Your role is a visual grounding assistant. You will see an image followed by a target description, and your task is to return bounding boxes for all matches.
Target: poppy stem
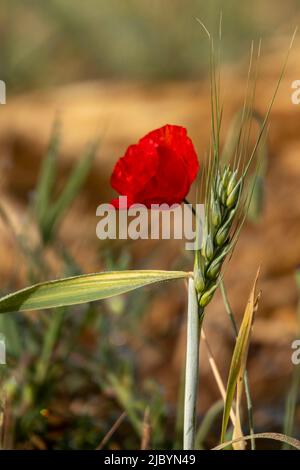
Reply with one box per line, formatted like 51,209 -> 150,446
183,278 -> 203,450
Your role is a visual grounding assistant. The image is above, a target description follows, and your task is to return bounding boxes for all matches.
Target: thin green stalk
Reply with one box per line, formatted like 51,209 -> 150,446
183,278 -> 203,450
220,279 -> 255,450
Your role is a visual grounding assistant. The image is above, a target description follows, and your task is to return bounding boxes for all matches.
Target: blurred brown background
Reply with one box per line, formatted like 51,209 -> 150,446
0,0 -> 300,448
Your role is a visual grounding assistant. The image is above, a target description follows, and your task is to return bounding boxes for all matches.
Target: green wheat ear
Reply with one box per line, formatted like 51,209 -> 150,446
194,20 -> 296,310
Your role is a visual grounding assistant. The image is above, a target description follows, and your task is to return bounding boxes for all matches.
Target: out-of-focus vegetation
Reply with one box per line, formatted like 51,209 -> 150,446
0,0 -> 300,449
0,0 -> 299,90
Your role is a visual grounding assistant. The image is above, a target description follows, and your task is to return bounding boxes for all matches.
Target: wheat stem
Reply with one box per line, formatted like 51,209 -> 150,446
183,278 -> 203,450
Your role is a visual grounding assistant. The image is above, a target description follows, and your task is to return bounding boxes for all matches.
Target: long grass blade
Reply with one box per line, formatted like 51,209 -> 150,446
0,270 -> 190,313
221,271 -> 259,443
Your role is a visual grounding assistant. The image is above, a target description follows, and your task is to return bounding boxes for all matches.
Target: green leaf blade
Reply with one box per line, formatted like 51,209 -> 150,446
0,270 -> 189,313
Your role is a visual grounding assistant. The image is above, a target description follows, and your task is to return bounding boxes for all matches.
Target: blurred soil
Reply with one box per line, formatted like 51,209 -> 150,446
0,42 -> 300,426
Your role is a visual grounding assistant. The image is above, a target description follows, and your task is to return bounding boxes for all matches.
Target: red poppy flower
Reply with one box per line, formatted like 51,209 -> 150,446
111,124 -> 199,208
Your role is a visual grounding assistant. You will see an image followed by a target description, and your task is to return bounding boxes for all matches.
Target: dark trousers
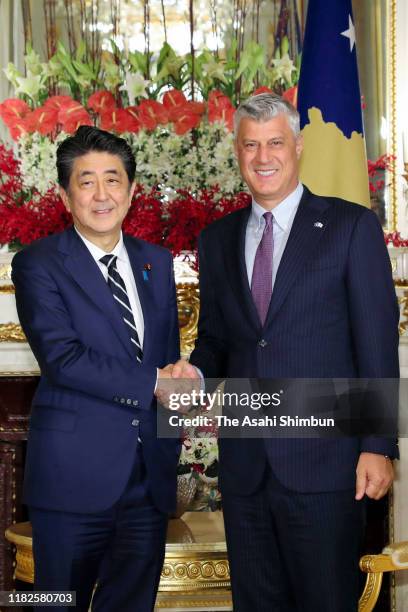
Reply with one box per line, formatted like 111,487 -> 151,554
223,468 -> 365,612
29,444 -> 167,612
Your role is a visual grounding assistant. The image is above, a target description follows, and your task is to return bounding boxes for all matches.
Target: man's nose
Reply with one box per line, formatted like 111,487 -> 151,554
95,181 -> 108,200
256,145 -> 270,164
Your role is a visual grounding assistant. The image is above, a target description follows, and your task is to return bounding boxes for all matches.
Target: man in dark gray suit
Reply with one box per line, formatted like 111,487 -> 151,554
173,94 -> 399,612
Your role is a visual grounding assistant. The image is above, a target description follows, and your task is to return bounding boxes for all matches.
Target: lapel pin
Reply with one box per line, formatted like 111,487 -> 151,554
143,264 -> 152,281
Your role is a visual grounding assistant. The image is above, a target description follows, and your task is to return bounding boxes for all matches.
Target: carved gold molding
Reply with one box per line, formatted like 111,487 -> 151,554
0,323 -> 27,342
177,283 -> 200,357
0,323 -> 27,342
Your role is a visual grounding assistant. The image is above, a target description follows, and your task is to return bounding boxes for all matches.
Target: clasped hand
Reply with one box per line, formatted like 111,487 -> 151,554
155,359 -> 201,414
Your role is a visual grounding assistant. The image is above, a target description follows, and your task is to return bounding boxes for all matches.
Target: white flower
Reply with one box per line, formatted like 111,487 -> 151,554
119,70 -> 151,106
15,74 -> 45,102
272,53 -> 296,84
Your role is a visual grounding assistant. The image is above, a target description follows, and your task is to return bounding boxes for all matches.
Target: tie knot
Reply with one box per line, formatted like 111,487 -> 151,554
99,253 -> 117,268
262,211 -> 273,229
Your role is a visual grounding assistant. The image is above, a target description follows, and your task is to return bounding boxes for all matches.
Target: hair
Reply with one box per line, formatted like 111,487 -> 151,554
234,93 -> 300,138
57,125 -> 136,190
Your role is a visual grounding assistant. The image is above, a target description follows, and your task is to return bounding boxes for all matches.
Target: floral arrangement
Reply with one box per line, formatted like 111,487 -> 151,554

----------

WHAT YOU WILL DO: Copy all the lines of data exactly as they appear, dropping any images.

WRITTEN SOLUTION:
Your role is a visual grounding assistant. You will see an image followed by a target description, and your task is to return bounding boxes for all matches.
Target: poppy stem
Reply with one box per line, formatted like 51,209 -> 150,446
183,278 -> 203,450
Your role is a visual grounding assistant. The image is above, a target description follows, and your task is to return bounding boxes for all matches.
Target: thin green stalk
Reply with one box per line, formatted like 51,209 -> 150,446
183,278 -> 203,450
220,279 -> 255,450
Your role is a visual grounding assistant. The image is above, a target description follows, and your task is to return bounding boxes for all matches.
Target: blurred brown background
Reply with one box per line, formatted like 51,209 -> 150,446
0,0 -> 300,448
Your role is a visual grounding assistant. The image is above, a target description follows, and your task is to return bounding boxes for all matches.
Target: green wheat ear
Reply with one box per line, formatted like 51,209 -> 150,446
194,20 -> 296,310
Your role is a visual grounding assistant. The image is above, a target description follows, and your task is to return bounding boxes for all matches.
Target: out-of-focus vegetation
Reply with one box per line, formatted like 51,209 -> 150,446
0,0 -> 300,449
0,0 -> 299,90
Your role is a visual grounding assistant. The image is above, a target description follows, and your task is to return bounding boxes for all matches.
Target: wheat stem
Reply with one box per line, formatted like 51,209 -> 150,446
183,278 -> 203,450
Your role is a visual grounding assistant. The image is above, a target description follows, and your task is to return bounding boxes for all matches.
Target: long grass blade
Reply with one box per line, formatted like 51,209 -> 150,446
0,270 -> 190,313
221,271 -> 259,443
Your role is a visual grounding assistant. The image is above, a target description follows, and your task is to return bounding boxes for all matches.
Target: green leaf blade
Reply with one box per line, formatted like 51,209 -> 150,446
0,270 -> 189,313
Your role is a visual grounding assistant. The image is above, a target description follows, and your task is to return bounding boxes for all matches.
Target: blurred soil
Reply with one box per line, formatted like 51,209 -> 150,446
0,42 -> 300,426
Your role is a visual grounding assistant. The image is above, a target description follows, and your task is to return bounding boxes for all matches.
Target: red poppy flower
Reply with one box per line, formatted like 51,209 -> 150,446
111,124 -> 199,208
Your role is a visual grounding assistant. You will see an image followed by a target description, and your task is to return bounding boxes for all matches.
Target: dark trousers
Reply with one box per line, formatted like 111,487 -> 151,554
223,468 -> 365,612
29,444 -> 167,612
Your role is a visual grounding assistant. The image is above, a target description follows, and your task is to return bounding boxes for all matches.
Target: man's nose
Reply with one box per line, formatted like 111,487 -> 151,554
95,181 -> 108,200
256,145 -> 270,164
Your role is a visual grounding assistant. The image is above, a target description follows, and your task is to return bounding boxes for all matches.
Target: man in dark gray suit
Reply with one box per line, formatted like 111,487 -> 151,554
173,94 -> 399,612
Your role is a visual grounding assistant. The image is above, a target description follows, and your task is to return bounding boxes for all matches.
Target: lapel pin
Reply with one box per line, formatted like 111,487 -> 151,554
143,264 -> 152,281
Your role is a visual grounding assistant. The image is above, a target description follows, and your task is to return bounding boxes for all matches.
Target: carved gold molding
Reply with one box per line, formatted like 111,487 -> 151,554
0,323 -> 27,342
177,283 -> 200,357
0,323 -> 27,342
Your role is a visual grounding assistant. The image is above, a target description follows, and your task is to return bounding boxes for all matches.
Target: clasped hand
Reply with one box per line, formatted like 111,487 -> 151,554
155,359 -> 201,414
Your role is a visual grounding assistant. The image is above, a target description follows, and your task is to return bounding boxes for all matches.
Target: white flower
Reply with one box per line, formatted like 111,487 -> 151,554
119,70 -> 151,106
15,74 -> 45,102
272,53 -> 296,84
Your role is a visual grounding assistant. The image is above, a target description follows, and your task is to return bounding boxes for all matches.
Target: tie knot
Reply with one box per line, formatted like 111,487 -> 151,554
99,253 -> 117,268
262,211 -> 273,229
Your role is a visual grounding assistant. The image is above, a target description follows, and your task is to return bounding boxes for all matches.
Target: hair
Reply with one box per line, formatted like 111,487 -> 151,554
234,93 -> 300,138
57,125 -> 136,190
Your role is a visual grounding assistant. The image is above, a target description follows, and your task is to return bounding boxes for all matches.
Target: floral arrangement
Reply with one box per line, formatted like 111,487 -> 151,554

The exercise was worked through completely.